**Task to complete:**
The whole listing, pictures aside, should be reproduced exactly.

**Entries shown:**
○ ○ ○ ○ ○
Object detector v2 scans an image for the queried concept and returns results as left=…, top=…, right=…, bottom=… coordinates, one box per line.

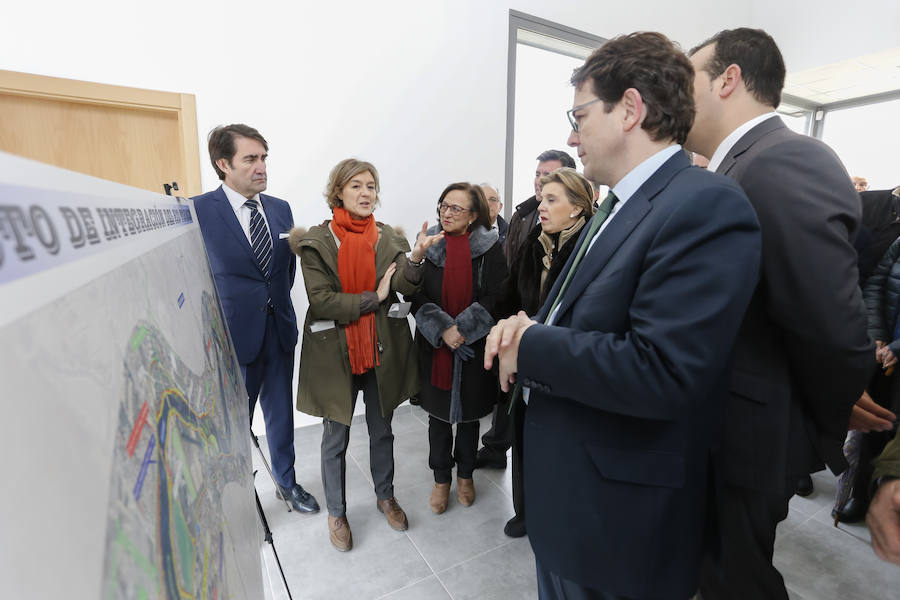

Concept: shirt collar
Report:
left=707, top=112, right=778, bottom=172
left=221, top=182, right=260, bottom=212
left=611, top=144, right=682, bottom=204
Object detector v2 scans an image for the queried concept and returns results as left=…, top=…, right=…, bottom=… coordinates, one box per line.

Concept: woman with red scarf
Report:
left=411, top=183, right=508, bottom=514
left=292, top=159, right=442, bottom=552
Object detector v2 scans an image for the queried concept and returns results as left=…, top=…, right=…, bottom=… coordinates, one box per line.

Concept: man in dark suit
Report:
left=485, top=32, right=761, bottom=599
left=684, top=28, right=873, bottom=599
left=193, top=124, right=319, bottom=513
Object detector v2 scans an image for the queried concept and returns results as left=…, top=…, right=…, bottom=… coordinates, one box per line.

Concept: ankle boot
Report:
left=457, top=477, right=475, bottom=507
left=430, top=482, right=450, bottom=514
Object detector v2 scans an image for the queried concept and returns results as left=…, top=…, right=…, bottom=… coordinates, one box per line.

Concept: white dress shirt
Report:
left=221, top=183, right=270, bottom=244
left=707, top=112, right=778, bottom=173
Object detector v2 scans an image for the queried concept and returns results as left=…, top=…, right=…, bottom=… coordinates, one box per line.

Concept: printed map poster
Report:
left=0, top=152, right=264, bottom=599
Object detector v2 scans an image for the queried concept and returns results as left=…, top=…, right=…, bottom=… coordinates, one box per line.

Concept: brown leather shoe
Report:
left=430, top=482, right=450, bottom=514
left=457, top=477, right=475, bottom=507
left=328, top=515, right=352, bottom=552
left=377, top=497, right=409, bottom=531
○ ○ ○ ○ ○
**Exercise response:**
Object detector v2 scans an image for the queried concept and returns results as left=…, top=…, right=…, bottom=… coordinates, one box per line.


Concept: shirt collar
Report:
left=707, top=112, right=778, bottom=172
left=221, top=182, right=260, bottom=212
left=611, top=144, right=682, bottom=204
Object detector v2 scans an image for the queried concept and returns results as left=…, top=…, right=…, bottom=… coordinates, one box per line.

Concept: woman with red scarf
Report:
left=411, top=183, right=508, bottom=514
left=292, top=159, right=442, bottom=552
Object detector v2 scans an image for the queried concept and returns results as left=…, top=…, right=…, bottom=… coordinates, one box per line.

Concept: man in dark suit
Report:
left=485, top=32, right=761, bottom=599
left=684, top=28, right=873, bottom=599
left=193, top=124, right=319, bottom=513
Object detector v2 scans an image for the queried concept and returns results as left=…, top=…, right=…, bottom=… coordinates, one box per line.

Concept: ankle boot
Report:
left=457, top=477, right=475, bottom=507
left=430, top=482, right=450, bottom=514
Object detector v2 scans an image for the queried concept and returns results as left=…, top=…, right=…, bottom=… coordinates, one box per line.

Concept: white dress shirt
Report:
left=221, top=183, right=270, bottom=244
left=707, top=112, right=778, bottom=173
Object detector v2 scans an image for the queried concept and returns results as left=…, top=…, right=…, bottom=… coordinates, one box per line.

Concept: printed map poster
Report:
left=0, top=152, right=264, bottom=599
Object detector v2 scans an image for the queried concept and returns results as left=…, top=…, right=…, bottom=… coordinates, one box per line.

Concept: brown leather shoe
Report:
left=430, top=482, right=450, bottom=514
left=457, top=477, right=475, bottom=507
left=328, top=515, right=352, bottom=552
left=377, top=497, right=409, bottom=531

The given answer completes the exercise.